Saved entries
□ □ □ □ □ □ □
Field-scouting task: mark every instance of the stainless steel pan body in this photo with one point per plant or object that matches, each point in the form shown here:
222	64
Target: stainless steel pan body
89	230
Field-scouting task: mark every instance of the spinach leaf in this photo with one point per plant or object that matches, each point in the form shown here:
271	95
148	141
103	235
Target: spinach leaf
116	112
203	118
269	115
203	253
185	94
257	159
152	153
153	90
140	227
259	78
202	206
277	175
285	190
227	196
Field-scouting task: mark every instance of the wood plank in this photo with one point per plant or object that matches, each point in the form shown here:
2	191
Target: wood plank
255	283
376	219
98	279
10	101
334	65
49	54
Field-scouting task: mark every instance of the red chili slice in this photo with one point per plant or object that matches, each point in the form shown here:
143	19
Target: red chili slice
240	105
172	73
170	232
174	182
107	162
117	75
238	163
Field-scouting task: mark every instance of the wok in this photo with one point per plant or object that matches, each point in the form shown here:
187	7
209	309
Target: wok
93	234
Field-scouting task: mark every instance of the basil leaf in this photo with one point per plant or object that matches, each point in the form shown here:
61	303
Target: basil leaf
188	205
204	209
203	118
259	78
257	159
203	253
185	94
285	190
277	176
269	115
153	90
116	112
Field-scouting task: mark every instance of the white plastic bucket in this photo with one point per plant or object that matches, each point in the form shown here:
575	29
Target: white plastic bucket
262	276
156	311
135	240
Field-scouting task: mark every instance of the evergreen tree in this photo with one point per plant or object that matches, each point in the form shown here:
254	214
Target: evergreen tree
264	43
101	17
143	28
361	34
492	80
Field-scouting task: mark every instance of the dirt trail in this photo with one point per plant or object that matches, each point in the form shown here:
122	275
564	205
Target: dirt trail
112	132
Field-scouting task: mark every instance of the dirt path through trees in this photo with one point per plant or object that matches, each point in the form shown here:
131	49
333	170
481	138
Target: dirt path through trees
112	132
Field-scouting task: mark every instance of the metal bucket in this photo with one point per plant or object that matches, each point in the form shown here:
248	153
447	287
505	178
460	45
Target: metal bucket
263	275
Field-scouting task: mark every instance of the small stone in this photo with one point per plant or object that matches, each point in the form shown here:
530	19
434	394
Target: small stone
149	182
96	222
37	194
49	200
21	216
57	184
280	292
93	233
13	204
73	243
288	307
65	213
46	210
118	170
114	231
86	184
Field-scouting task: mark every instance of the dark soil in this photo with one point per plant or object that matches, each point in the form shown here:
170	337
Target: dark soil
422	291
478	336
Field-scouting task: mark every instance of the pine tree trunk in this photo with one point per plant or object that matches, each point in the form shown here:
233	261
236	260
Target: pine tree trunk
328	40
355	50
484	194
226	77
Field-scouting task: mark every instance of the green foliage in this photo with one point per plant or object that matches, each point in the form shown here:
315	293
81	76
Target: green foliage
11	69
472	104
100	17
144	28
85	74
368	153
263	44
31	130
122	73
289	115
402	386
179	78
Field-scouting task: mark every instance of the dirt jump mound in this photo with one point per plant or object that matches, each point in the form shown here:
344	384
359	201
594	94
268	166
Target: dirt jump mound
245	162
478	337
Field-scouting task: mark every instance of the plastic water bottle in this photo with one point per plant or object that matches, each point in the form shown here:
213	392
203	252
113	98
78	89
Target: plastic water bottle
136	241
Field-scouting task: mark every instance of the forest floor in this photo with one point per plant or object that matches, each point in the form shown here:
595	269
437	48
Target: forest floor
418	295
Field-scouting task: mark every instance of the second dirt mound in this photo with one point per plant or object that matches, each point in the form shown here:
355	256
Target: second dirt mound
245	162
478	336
□ □ □ □ □ □ □
**Action item:** What you output should match every line above exactly.

**Answer below:**
Field-scouting task: mark every instance of the stainless steel pan body in this photo with one point per plant or object that matches, each point in the form shown here:
222	64
Target: stainless steel pan body
89	230
Field-scouting task: mark every instance of the spinach leaf in this photo with one point per plant or object that matches, each point in the form shown here:
271	95
148	141
103	235
Target: spinach leaf
116	112
203	118
269	115
203	253
185	94
257	159
152	153
153	90
140	227
259	78
202	206
277	175
285	190
227	196
Field-scouting task: mark every instance of the wood plank in this photo with one point per plant or object that matches, each point in the form shown here:
2	191
Target: wood plank
255	283
376	219
98	279
10	101
334	65
49	54
Field-scouting task: mark every instance of the red chili slice in this photo with one point per plant or object that matches, each point in the form shown here:
143	19
Target: red chili slice
240	105
172	73
170	232
174	182
107	162
117	75
238	163
Field-scouting task: mark every instance of the wok in this photo with one point per plant or object that matches, each point in the form shown here:
187	7
209	309
Target: wok
93	234
Field-scouting task: mark every instance of the basil leaf in this photo with one point per plant or object that matches, each point in the form shown here:
61	303
Target: basil leaf
188	205
204	209
203	118
259	78
257	159
203	253
185	94
285	190
277	176
269	115
153	90
116	112
Field-scouting task: mark every instance of the white plastic bucket in this photo with one point per plant or object that matches, each point in the form shown here:
575	29
Target: white plastic bucket
262	276
156	311
135	240
Field-scouting task: mark every instance of the evergreen tree in this photo with one point per plant or object that matches, each point in the form shown here:
254	214
Target: evergreen tree
264	43
101	17
143	28
361	34
492	80
Field-scouting task: mark every instance of the dirt trail in this photo with one point per plant or object that matches, each point in the form shown here:
122	275
564	205
Target: dirt trail
112	132
Field-scouting task: mark every instance of the dirt path through trees in this photo with one point per plant or object that matches, each point in the form shown here:
131	49
333	170
481	138
Target: dirt path through trees
112	132
Field-scouting task: mark every instance of the metal bucket in this photo with one point per plant or object that matches, each point in the form shown here:
248	153
447	287
505	178
460	45
Target: metal bucket
263	275
Field-scouting task: mark every instance of the small stone in this photo with one point per plant or object that matches, each point in the form shown here:
530	19
434	394
Target: small stone
149	182
96	222
37	194
49	200
21	216
57	184
280	292
93	233
13	204
73	243
288	307
65	213
46	210
118	170
114	231
86	184
Field-scouting task: mark every instance of the dark soil in this photo with one point per plant or object that matches, each point in the form shown here:
170	337
Target: dark soil
422	291
478	336
Field-scouting task: mark every instance of the pine tree trunk in this photo with one point per plant or object that matches, each point in the form shown here:
233	261
236	260
Target: pine tree trunk
328	40
355	50
484	194
226	77
Field-scouting task: mark every instance of the green foliage in this photo with one point per plant or object that matches, each point in the form shown here:
315	293
81	76
Target: green foliage
11	69
472	104
100	17
144	28
85	74
368	153
263	44
31	130
122	73
289	115
402	386
179	78
Field-scouting task: mark every instance of the dirt jump mound in this photo with one point per plant or object that matches, each point in the form shown here:
344	384
359	201
594	94
268	166
Target: dirt jump mound
245	162
478	337
Field-scouting task: mark every instance of the plastic water bottle in this photo with one point per plant or object that matches, each point in the form shown here:
213	392
203	252
113	98
78	89
Target: plastic water bottle
136	241
Field-scouting task: mark every instance of the forest floor in this photo with one point per plant or object that matches, each point in the form shown here:
595	269
437	48
Target: forest floor
418	295
Field-scouting task: mark every instance of the second dirt mound in this photo with one point per plant or object that matches, each point in the form shown here:
355	256
Target: second dirt mound
245	162
478	336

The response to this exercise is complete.